Exercise objective: Please restate the data exactly, from the first line to the last.

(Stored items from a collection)
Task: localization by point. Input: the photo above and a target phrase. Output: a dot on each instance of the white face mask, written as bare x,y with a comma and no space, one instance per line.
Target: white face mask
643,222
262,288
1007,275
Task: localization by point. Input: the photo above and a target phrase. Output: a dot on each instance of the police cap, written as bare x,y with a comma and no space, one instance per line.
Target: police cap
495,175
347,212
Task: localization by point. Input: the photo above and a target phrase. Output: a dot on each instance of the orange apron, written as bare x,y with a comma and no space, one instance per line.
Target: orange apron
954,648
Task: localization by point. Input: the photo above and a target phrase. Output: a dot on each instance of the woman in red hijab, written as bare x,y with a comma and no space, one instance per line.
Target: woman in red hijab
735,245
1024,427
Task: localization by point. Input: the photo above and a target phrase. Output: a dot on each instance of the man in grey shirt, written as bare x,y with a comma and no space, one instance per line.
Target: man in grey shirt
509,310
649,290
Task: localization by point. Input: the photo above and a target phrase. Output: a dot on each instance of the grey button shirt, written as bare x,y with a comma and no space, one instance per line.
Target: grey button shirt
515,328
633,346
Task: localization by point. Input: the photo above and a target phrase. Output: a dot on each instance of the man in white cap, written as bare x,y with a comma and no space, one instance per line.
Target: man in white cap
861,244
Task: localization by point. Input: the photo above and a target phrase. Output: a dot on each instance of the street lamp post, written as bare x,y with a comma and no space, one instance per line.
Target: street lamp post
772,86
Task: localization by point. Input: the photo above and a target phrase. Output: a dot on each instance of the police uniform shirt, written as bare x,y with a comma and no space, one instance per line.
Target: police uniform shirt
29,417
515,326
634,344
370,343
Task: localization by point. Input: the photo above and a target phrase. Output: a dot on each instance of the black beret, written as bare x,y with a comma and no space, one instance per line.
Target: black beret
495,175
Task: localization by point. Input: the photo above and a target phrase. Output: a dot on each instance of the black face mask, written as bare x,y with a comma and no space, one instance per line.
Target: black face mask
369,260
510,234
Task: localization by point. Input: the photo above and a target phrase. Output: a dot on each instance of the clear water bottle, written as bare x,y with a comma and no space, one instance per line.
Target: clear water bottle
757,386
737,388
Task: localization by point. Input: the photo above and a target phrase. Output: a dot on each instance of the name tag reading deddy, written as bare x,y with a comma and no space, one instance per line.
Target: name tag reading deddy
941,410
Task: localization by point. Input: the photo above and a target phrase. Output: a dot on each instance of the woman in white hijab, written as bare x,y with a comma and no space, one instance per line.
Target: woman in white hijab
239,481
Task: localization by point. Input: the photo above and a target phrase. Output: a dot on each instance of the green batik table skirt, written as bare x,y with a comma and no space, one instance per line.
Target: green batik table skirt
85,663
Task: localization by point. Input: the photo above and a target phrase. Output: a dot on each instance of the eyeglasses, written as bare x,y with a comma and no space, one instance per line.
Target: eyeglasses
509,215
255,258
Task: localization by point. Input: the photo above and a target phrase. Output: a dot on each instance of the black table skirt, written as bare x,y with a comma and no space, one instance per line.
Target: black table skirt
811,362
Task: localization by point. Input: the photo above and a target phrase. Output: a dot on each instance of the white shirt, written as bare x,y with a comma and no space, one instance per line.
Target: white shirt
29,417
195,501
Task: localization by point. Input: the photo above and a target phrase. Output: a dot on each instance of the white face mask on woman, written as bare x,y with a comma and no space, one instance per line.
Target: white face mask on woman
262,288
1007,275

Exercise answer:
Task: localization by point. Input: the photo above and a target phrase. Output: a dot on each instance of the white face mask, written as bare x,y with a comma and no space, one instance per line.
Target: white face mask
643,222
262,288
1007,275
Task: localization by point. Input: the photo above and a target phrase. Output: a dot on each instance of the police cap, written as bare x,y with a comma and no space, one instance per line.
Target: police cap
495,175
347,212
Task: localization by point. Input: the photo above and a target phrase. Output: a dot on each instance of the orange apron, written as bare x,y with a comma and no space, one instance per line.
Target: orange apron
954,648
Task: localization by point. Input: the photo above and a target phrase. Output: a dot on each instance of the woman in red hijab, written as bare x,y with a comma and no space, one instance per line.
Target: woman in red hijab
735,245
1024,427
Task: localization by point. Input: the photo above and a target phrase. Output: a dot on each instance of the man in grey shirt, written as bare x,y with a comma and no space, one instance per line.
Target: man in grey shirt
509,310
649,290
Task: localization by point. Input: the photo above and a target phrase. Output: a dot on each instance of the grey button shirt, written as bare x,y with a comma and no space, one instance per line.
Target: grey button shirt
515,328
633,346
Task: localization by point. Input: the photo above and a target phrase. Output: a dot on each instance of the man in white cap, written as bare x,y with a comma and no space, one instance per line.
Target: man in white cap
861,244
Task: localization by point. Input: the photo above and a target phrase. Output: a dot on each instance of the street lamp post, written as bare x,y with a comma and no space, one instance per line.
Target: street lamp post
772,86
Task: localization by point. Input: the photo above and a target phrase. Output: a dot on each instance of the police uniform shirt, written as bare x,y with a comma and no space, one instance per line.
Target: police uniform shirt
29,417
515,326
634,344
370,343
Task: localization by point. Input: the photo above and a target phrase. Output: a dot on each instance of the black beret, written as bare x,y with a comma and no space, one instance per line.
Target: black beret
495,175
Task: localization by point. Input: the photo above and a target phrase. Output: a dot on each instance of the black face mask, written as bare x,y with a comma and no space, one instance per line.
Target: black face mask
369,260
510,234
Task: localization by point. Input: the photo above and a target phrase. Output: a dot on each instance of the clear water bottle, written as bare x,y with a comma and no space, one instance per line.
Target: clear water bottle
757,386
737,388
Task: localization by point. Input: the photo above and a target phrase. Output: a dot on each instance of the name tag reading deddy, written as bare x,y with a comma and no space, one instance per line.
Target: name tag reading deddy
941,410
Task: localization by point. Input: the photo above and a target phrase. Output: a dot on each instance of the woman in white hijab, written as bare x,y with a comma and no space, one instance per line.
Target: woman in white hijab
239,481
Task: localization by point. Input: the photo above and a target phrase. Output: a dot on each instance of the green batik table skirt, written as bare x,y with a comma and no space, one instance per line.
Target: green batik table skirt
85,663
Task: localization by point. Input: the photo above and a target phrase. Output: a dot on each instance of the eyeglasses, written as bare x,y with a comma and no space, one instance per line.
Target: eyeglasses
509,215
255,258
Task: localization by point. Input: the photo above and a target phrase. Output: a dot on each instance of the black table skirt, written as bare x,y with a comma and no space, one instance per line.
Target: black table skirt
811,362
Task: localization by point. Input: the photo above and a target phrase. Output: a dot on each instance of the white shirt, written as bare x,y with a comma and no space, one instance per line.
Target: white shirt
29,417
195,501
Task: localization by point. Input: the photo above and a target phrase. Output: a dot on each instance of the white face mask on woman, written as bare x,y with a comma and no space, one instance per line.
Target: white face mask on woman
262,288
1007,275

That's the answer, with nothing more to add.